Потом этой девочке — Лене Прокловой — присудили диплом за лучшую женскую роль в фильмах киностудии. По этому поводу даже фельетон написали, где говорилось о том, что девочка эта глина в руках режиссера и ни о каком актерском даровании говорить не приходится, потому что актриса не училась в институте и не знает всех тонкостей своей профессии.
Как-то зимним вечером героиня стояла в кадре, как обычно ожидая, пока подготовят технику. Холод был жуткий. Мы пустили камеру незаметно. Радовались — вот подглядели истинное состояние. На экране получилась Вера Холодная. В теплом просмотровом зале никто не хотел верить, что именно так мерзнет ребенок. Это, кстати, к тому, что все сыгранное ею — результат усилий и труда. А то есть довольно прочное заблуждение, что дети в кино играют легко и бездумно. Нет, они выполняют задачи, репетируют по многу раз, ведут точный рисунок роли, и если повезет, то прибавят к вашим усилиям такое, о чем вы и помыслить не могли.

++++++++++++++++++++

Задание 1
Какую награду присудили Лене Прокловой, согласно отрывку о съёмках с её участием?
Задание 2
Продолжите отрывок о работе с юной актрисой Леной Прокловой, начав сразу после его последнего предложения.

Извлечённые материалы
++++++++++++++++++++

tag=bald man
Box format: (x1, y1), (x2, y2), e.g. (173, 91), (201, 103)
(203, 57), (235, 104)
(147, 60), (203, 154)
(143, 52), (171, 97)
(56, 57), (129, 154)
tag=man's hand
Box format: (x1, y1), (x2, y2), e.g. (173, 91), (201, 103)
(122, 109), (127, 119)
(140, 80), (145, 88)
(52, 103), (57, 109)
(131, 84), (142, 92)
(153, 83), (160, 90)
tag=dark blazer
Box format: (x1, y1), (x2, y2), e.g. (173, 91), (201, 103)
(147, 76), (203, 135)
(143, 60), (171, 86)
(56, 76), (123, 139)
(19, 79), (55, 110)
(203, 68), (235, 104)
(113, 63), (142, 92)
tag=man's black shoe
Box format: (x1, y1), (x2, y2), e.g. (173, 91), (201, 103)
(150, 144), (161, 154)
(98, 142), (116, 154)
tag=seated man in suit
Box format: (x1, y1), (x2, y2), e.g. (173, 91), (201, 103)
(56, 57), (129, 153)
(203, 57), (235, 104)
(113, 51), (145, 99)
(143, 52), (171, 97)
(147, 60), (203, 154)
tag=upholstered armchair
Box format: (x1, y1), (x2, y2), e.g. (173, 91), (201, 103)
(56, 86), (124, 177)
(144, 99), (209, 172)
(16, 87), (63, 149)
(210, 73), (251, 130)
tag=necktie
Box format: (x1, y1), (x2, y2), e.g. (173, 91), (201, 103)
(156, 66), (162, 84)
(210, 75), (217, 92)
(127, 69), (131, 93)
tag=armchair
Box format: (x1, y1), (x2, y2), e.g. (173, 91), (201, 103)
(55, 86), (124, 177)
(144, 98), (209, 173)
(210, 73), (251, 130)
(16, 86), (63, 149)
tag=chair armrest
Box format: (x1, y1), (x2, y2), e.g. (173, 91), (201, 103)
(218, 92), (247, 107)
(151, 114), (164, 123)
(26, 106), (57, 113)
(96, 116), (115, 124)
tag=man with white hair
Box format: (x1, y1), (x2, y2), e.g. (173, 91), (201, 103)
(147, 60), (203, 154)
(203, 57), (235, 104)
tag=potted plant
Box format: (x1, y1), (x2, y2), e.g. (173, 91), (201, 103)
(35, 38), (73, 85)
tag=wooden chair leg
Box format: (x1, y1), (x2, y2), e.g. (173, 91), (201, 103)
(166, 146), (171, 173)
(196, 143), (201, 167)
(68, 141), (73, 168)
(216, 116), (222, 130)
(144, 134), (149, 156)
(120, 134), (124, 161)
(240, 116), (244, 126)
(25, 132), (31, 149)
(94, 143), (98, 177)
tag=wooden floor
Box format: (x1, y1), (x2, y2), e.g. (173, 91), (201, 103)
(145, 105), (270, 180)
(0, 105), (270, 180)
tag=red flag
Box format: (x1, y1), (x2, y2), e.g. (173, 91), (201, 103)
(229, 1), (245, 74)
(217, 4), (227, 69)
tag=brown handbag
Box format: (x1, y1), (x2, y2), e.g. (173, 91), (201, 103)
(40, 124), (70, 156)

++++++++++++++++++++

Ответ 1
Ей присудили диплом за лучшую женскую роль в фильмах киностудии.

Ответ 2
Есть в картине один недлинный кадр. Девочка заходит в парадное, поднимается по лесенке, садится на ступеньку и плачет. Слышит чьи-то шаги сверху, встает и ковыляет дальше.
Снимали этот кадр в подъезде, декорации не строили. И операторы оказались в весьма сложных условиях работы. Очень тесно, и аппарат должен ехать на рельсах, поворачиваться за актрисой. Он обвешан людьми, как рея тонущего корабля. Один смотрит в глазок, другой переводит фокус и диафрагму, так, чтобы лицо все время было в резкости, — оптика ведь не обладает гибкостью человеческого глаза, третий вертит поворотные ручки штативов, четвертый держит кабели и лампу, которая дает точно направленный луч, есть еще и пятый, по-моему, он нужен для того, чтобы держать в охапке первых четырех, чтоб не упали в пролет. Впрочем, у него есть и другое задание. Шестой возит этот муравейник на тележке. Теперь представляете, сколько возможностей для накладок? Поэтому нам и отпускают пленки в восемь раз больше длины фильма. Для комедии даже в двенадцать раз.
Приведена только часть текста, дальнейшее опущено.